Exercise material >>
= Beginning of Section =

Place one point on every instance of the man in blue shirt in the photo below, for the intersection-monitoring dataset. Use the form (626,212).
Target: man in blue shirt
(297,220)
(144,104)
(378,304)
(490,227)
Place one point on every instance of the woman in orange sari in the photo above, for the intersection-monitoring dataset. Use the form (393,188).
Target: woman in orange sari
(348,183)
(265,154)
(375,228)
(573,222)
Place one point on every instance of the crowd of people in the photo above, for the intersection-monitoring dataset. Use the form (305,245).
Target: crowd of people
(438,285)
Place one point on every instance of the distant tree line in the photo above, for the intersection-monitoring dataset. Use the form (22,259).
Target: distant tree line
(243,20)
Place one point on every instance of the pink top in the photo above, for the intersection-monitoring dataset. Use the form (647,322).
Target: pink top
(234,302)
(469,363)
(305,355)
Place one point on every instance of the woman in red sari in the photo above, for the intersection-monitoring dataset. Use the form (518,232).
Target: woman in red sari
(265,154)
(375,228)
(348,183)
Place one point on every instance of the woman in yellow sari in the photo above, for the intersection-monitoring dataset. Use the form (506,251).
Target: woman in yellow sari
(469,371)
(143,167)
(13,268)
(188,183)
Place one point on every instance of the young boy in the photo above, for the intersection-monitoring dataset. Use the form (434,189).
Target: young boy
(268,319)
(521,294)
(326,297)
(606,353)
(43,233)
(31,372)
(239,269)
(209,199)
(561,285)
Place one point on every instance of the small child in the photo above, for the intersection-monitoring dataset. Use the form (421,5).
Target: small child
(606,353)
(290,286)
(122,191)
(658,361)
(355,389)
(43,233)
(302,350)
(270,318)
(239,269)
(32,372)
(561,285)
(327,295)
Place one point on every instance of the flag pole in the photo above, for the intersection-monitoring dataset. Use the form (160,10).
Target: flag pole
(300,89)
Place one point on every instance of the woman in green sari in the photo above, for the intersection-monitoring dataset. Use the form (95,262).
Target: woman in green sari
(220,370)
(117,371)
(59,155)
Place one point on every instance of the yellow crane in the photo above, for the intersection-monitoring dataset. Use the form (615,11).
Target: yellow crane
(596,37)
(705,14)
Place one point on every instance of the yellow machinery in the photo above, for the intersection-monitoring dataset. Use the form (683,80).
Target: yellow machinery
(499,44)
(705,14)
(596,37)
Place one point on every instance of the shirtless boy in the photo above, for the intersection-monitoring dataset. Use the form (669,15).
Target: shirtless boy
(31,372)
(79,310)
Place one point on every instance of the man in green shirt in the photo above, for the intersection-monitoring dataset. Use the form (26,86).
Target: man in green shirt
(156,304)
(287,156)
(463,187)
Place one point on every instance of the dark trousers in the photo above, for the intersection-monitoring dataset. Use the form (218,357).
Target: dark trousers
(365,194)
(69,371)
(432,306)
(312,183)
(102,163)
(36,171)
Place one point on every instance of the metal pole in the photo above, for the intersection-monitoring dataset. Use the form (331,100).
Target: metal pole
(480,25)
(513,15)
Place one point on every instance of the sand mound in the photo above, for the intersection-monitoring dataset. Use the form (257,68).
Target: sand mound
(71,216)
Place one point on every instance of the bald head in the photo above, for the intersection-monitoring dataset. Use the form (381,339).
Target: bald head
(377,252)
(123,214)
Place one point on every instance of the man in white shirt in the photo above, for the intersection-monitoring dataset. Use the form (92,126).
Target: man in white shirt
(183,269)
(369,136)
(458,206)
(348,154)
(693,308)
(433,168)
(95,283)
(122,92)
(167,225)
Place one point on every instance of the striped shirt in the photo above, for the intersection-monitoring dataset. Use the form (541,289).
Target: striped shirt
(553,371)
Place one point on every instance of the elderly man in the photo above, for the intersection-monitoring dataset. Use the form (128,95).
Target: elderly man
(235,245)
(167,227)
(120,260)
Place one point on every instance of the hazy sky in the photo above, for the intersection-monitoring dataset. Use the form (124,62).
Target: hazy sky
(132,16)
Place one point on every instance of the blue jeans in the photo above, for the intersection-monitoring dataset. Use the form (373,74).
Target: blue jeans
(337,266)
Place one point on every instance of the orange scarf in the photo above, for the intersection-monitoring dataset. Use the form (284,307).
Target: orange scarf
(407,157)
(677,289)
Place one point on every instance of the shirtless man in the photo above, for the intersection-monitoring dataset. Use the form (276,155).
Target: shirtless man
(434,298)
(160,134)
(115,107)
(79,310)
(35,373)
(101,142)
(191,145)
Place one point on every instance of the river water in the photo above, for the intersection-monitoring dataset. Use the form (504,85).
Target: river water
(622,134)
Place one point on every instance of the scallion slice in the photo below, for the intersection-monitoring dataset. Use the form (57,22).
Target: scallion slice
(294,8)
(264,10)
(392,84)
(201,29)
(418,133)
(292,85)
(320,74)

= End of Section =

Problem to work on >> I'd like the material repeated word for word, please.

Solution for this problem >>
Place one point on every instance of the man in blue shirt in the photo below, for the intersection-monitoring dataset. Use the form (626,212).
Target: man in blue shirt
(297,220)
(144,104)
(378,304)
(490,227)
Place one point on every instance of the woman in orange sari in the photo above, for the intersection-monitoring dataset. Use the form (393,188).
Target: woman in orange sari
(348,183)
(265,154)
(375,228)
(573,222)
Place one point on every instance of the crowd of people in the photo above, for the intersection-monitoring dataset. Use the form (305,245).
Target: crowd of people
(438,285)
Place one point on every instance of the distant tree line in the photo above, for the intersection-monitoring dataset. Use the form (22,259).
Target: distant tree line
(243,20)
Place one point on every instance of the pink top in the photo above, for the intersection-monitoring dataset. Use the form (647,322).
Target: pink top
(234,302)
(469,363)
(305,355)
Place one point on every instance of the woman in red sari in the photo above, for the intersection-monitoring dataset. Use the form (518,232).
Target: woman in red sari
(265,154)
(375,228)
(348,183)
Place one point on every instance of the woman in yellow sari in the photo above, for the intersection-monitoring dataset. Use the form (506,251).
Target: woman in yellow sari
(469,371)
(143,167)
(13,268)
(188,183)
Place one point on every instance of the young boy in the photo above, for the intersection-monitoring dataset. Use the form (434,189).
Target: young boy
(268,319)
(521,294)
(326,297)
(606,353)
(43,233)
(31,372)
(239,269)
(209,199)
(561,285)
Place one point on every instance of the small child in the photo above, for the intersection-monitoring dataset. Use the form (421,5).
Target: small child
(606,353)
(290,286)
(122,191)
(658,361)
(355,389)
(43,233)
(302,350)
(270,318)
(239,269)
(32,372)
(561,285)
(327,295)
Place one point on every instance of the flag pole in the photo above, for the intersection-monitoring dataset. Use the form (160,10).
Target: flag pole
(300,89)
Place one point on every instance of the woman in green sari in the photo above, for the intersection-monitoring dataset. Use the form (95,262).
Target: woman in green sari
(220,370)
(117,371)
(59,155)
Place one point on every instance of the yellow crane in the photo above, for the intersection-monitoring dataset. Use the form (615,11).
Target: yellow crane
(596,37)
(705,14)
Place one point on every instance of the yellow machinery in the photo above, for the intersection-monitoring dataset. Use the form (683,80).
Target: yellow machinery
(499,44)
(705,14)
(596,37)
Place one point on every instance of the shirtless boy in the photo above, for the intersection-monitoring dataset. Use the form (669,15).
Target: shirtless boy
(31,372)
(79,310)
Place one point on every instance of the man in green shirt in the photo above, for the intersection-monitoring dataset. Use the form (26,86).
Target: man in green shirt
(156,304)
(287,156)
(463,187)
Place one point on every instance of the dark trousers in the photo above, for the intersection-monitoring dataset. Use the form (218,357).
Target: dark trousers
(365,194)
(69,371)
(432,306)
(312,183)
(102,163)
(36,171)
Place one point on every instance of the metal pole in the photo above, for the intersection-monitoring dataset. Use the form (331,100).
Target: metal pole
(480,25)
(513,15)
Place one point on every instance of the sand mound in the photo above, for the intersection-monitoring dataset. Use the form (257,68).
Target: sand mound
(71,216)
Place one point on every instance of the bald head in the photo above, for the intersection-monitoring dataset. Use the form (381,339).
Target: bald head
(377,252)
(123,214)
Place one point on every instance of the man in white shirt in the photo above, for the intersection-monitoring dataset. Use the form (92,126).
Target: man in white shirt
(183,269)
(369,136)
(458,206)
(348,154)
(693,308)
(433,168)
(95,283)
(122,92)
(167,225)
Place one point on every instance of the striped shirt in the photo above, for the intersection-monitoring dataset. Use the form (541,289).
Target: striped shirt
(553,371)
Place one point on every instance of the elderly man in the photo above, for the intersection-monitoring dataset. Use the form (128,95).
Target: elderly man
(235,245)
(167,227)
(120,260)
Place one point on every instance of the hazy sky in the photo above, for the intersection-monitoring dataset. Use the form (124,62).
Target: hazy sky
(132,16)
Place one point on every instance of the blue jeans in the photo above, for the intersection-monitoring dataset. Use the form (373,74).
Target: blue jeans
(337,266)
Place one point on every instance of the orange scarf in the photo above, for the intersection-monitoring dataset. Use the form (284,307).
Target: orange scarf
(407,157)
(677,289)
Place one point on every instance of the shirtless man in the photo above, for the intersection-monitoring dataset. Use the form (276,155).
Target: shirtless man
(434,298)
(160,134)
(115,107)
(79,310)
(35,373)
(101,142)
(191,145)
Place one point on every instance of the river water in the photo above, for the intersection-monitoring dataset. Use the form (504,85).
Target: river water
(622,134)
Place one point on every instance of the scallion slice in the photo below, for the intersection-monitoring dataset. Use the form (57,22).
Target: scallion slice
(294,8)
(264,10)
(392,84)
(201,29)
(418,133)
(292,85)
(320,74)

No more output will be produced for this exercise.